■ **Document section**
##############################
It's all about knowing your budgets and how much that extra $1 to $2 costs when multiplied by number of acres. Those added just-in-case items quickly take the wiggle out of what little if anything is left for rescue treatments, Lorenz noted in his missive.
It's also about knowing what works and what doesn't for your situation. Again, that sounds easy, but it can get awfully complex when faced with a multitude of products and scenarios, especially when inputs you've long relied on don't work anymore.
Weed resistance to herbicide is often the result of trimming the wrong input dollars. Spraying an herbicide to control weeds in an agronomic crop does not increase crop yields -- it only allows the crop to access more resources it needs to express its genetic potential. It's easy to get lured into thinking that maybe this time we can skimp on rates early or hold out until all the weeds break over the top so we can limit post applications -- when in reality that's a recipe for resistance.
Recently, there's been a lot of talk about conventional and organic crops because we've suddenly "discovered" traited seed costs more. Yes, there is potential savings and money to be made in those markets, but keep in mind it takes attention to management that requires real planning and diligence. Again, it's all about potential returns based on your local markets, labor availability and ability
The easy button is broken at a time when there's never been more "free" advice swirling in the marketplace. Making decisions based on returns in 2016 requires homework and they need to be tailored to your farm and situation. My mother used to tell me: "Girl, you aren't going to find that on the ready-made rack... you are going to have to figure out something that works."
##############################
■ **Source data**
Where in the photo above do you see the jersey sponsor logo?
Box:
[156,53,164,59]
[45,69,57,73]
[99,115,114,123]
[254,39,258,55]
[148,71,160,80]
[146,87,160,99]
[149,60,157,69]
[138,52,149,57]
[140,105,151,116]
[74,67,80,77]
##############################
■ **What to do**
- 1) Translate into Spanish this sentence from the farm budgeting passage: "Weed resistance to herbicide is often the result of trimming the wrong input dollars."
- 2) Print the part of the farm budgeting passage from "It's all about knowing" to "don't work anymore.".

■ **Solution list**
- 1) La resistencia de las malezas a los herbicidas suele ser el resultado de recortar el dinero equivocado destinado a insumos.

- 2)
It's all about knowing your budgets and how much that extra $1 to $2 costs when multiplied by number of acres. Those added just-in-case items quickly take the wiggle out of what little if anything is left for rescue treatments, Lorenz noted in his missive.
It's also about knowing what works and what doesn't for your situation. Again, that sounds easy, but it can get awfully complex when faced with a multitude of products and scenarios, especially when inputs you've long relied on don't work anymore.